• WRITTEN REQUEST A:
Can you output the stretch of the Form 8-K cover page from "Written communications pursuant" through "Trading Symbol(s)"?

• SELECTION:
------------------------------------------------------------------------

SECURITIES AND EXCHANGE COMMISSION

WASHINGTON, D.C. 20549

FORM 8-K

CURRENT REPORT

Pursuant to Section 13 or 15(d)

of the Securities Exchange Act of 1934

Date of report (Date of earliest event reported):

April 17, 2026

Getty Images Holdings, Inc.

(Exact name of registrant as specified in charter)

Delaware

001-41453

87-3764229

(State or other jurisdiction

of incorporation)

(Commission File Number)

(IRS Employer

Identification No.)

605 5th Ave S. Suite 400

Seattle, WA 98104

(Address of principal executive offices, including Zip Code)

Registrant’s telephone number, including

area code: (206) 925-5000

Not Applicable

(Former Name or Former Address, if Changed Since

Last Report)

Check the appropriate box below if the Form 8-K

filing is intended to simultaneously satisfy the filing obligation of the registrant under any of the following provisions:

Written communications pursuant to Rule 425 under the Securities Act (17 CFR 230.425)

Soliciting material pursuant to Rule 14a-12 under the Exchange Act (17 CFR 240.14a-12)

Pre-commencement communications pursuant to Rule 14d-2(b) under the Exchange Act (17 CFR 240.14d-2(b))

Pre-commencement communications pursuant to Rule 13e-4(c) under the Exchange Act (17 CFR 240.13e-4(c))

Securities registered pursuant to Section 12(b) of the Act:

Title of Each Class

Trading Symbol(s)

------------------------------------------------------------------------

• WRITTEN REQUEST B:
Could you rewrite the stretch of the records from the line containing "Each instance of the beetle" through the end of the records, putting "insect head" in place of "beetle head" and leaving everything else unchanged?

------------------------------------------------------------------------

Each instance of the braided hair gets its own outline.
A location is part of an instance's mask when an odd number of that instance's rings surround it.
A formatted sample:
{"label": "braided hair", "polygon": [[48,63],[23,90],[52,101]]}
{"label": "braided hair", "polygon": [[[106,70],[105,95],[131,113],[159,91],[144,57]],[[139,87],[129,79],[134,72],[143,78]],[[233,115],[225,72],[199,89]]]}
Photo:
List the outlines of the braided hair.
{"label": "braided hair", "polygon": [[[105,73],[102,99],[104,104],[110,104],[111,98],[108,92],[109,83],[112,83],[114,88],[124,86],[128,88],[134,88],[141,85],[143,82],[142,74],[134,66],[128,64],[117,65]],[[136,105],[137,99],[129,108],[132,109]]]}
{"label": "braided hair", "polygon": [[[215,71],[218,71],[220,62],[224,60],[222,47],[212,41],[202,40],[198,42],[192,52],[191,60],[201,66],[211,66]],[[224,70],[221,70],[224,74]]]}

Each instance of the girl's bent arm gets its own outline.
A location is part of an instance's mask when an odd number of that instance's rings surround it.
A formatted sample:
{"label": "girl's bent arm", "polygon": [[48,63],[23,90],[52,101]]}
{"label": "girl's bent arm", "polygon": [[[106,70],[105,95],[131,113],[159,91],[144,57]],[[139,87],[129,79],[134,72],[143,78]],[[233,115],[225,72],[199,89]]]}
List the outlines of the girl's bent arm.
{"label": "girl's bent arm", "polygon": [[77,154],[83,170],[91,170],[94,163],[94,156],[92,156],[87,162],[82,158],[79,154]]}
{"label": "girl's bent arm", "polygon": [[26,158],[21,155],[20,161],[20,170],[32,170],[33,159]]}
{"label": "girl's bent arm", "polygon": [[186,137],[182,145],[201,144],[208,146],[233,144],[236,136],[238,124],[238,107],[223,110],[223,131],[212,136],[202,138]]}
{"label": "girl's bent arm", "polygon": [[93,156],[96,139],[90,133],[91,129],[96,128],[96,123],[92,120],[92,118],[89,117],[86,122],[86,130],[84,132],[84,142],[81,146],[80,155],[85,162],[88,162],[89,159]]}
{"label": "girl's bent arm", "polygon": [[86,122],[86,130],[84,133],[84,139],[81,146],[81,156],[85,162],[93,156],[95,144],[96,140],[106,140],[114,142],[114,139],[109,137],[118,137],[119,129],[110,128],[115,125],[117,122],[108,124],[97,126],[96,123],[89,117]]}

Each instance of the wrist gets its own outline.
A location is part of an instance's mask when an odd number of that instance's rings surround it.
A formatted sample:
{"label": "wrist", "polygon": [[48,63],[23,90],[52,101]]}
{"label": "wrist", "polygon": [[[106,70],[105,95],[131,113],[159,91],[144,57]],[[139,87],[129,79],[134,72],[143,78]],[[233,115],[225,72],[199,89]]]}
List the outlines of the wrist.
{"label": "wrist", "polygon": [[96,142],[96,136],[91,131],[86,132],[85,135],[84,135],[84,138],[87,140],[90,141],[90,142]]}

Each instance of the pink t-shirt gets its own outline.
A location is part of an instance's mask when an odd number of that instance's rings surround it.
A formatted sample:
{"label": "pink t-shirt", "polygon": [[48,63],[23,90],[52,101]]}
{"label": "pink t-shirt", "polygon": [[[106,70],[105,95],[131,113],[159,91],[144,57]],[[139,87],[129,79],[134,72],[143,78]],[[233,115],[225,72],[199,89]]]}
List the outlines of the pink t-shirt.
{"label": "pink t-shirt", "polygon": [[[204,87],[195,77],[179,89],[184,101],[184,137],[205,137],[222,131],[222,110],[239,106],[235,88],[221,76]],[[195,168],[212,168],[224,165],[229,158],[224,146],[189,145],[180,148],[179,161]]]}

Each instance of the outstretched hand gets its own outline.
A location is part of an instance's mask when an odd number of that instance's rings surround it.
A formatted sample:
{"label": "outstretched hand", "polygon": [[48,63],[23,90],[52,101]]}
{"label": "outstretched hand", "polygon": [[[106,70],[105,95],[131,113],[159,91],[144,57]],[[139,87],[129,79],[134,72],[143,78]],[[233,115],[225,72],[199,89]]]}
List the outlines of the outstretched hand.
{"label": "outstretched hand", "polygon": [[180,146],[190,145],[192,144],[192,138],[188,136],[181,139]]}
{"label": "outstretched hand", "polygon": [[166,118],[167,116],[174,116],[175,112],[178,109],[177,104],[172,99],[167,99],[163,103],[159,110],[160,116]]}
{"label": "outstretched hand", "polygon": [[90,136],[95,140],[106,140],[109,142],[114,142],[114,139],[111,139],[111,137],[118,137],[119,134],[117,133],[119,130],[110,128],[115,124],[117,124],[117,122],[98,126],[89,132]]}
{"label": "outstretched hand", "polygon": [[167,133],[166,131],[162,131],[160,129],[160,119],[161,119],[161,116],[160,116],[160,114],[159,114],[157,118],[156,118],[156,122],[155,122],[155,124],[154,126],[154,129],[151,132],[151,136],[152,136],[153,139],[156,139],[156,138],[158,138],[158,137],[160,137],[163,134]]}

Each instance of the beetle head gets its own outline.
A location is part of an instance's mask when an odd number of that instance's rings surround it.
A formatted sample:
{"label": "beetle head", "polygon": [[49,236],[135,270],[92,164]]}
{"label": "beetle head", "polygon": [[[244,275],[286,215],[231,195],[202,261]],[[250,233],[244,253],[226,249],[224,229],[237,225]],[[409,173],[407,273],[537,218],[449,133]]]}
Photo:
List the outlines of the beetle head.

------------------------------------------------------------------------

• CORRECT RESULT A:
Written communications pursuant to Rule 425 under the Securities Act (17 CFR 230.425)

Soliciting material pursuant to Rule 14a-12 under the Exchange Act (17 CFR 240.14a-12)

Pre-commencement communications pursuant to Rule 14d-2(b) under the Exchange Act (17 CFR 240.14d-2(b))

Pre-commencement communications pursuant to Rule 13e-4(c) under the Exchange Act (17 CFR 240.13e-4(c))

Securities registered pursuant to Section 12(b) of the Act:

Title of Each Class

Trading Symbol(s)

• CORRECT RESULT B:
Each instance of the insect head gets its own outline.
A location is part of an instance's mask when an odd number of that instance's rings surround it.
A formatted sample:
{"label": "insect head", "polygon": [[49,236],[135,270],[92,164]]}
{"label": "insect head", "polygon": [[[244,275],[286,215],[231,195],[202,261]],[[250,233],[244,253],[226,249],[224,229],[237,225]],[[409,173],[407,273],[537,218],[449,133]]]}
Photo:
List the outlines of the insect head.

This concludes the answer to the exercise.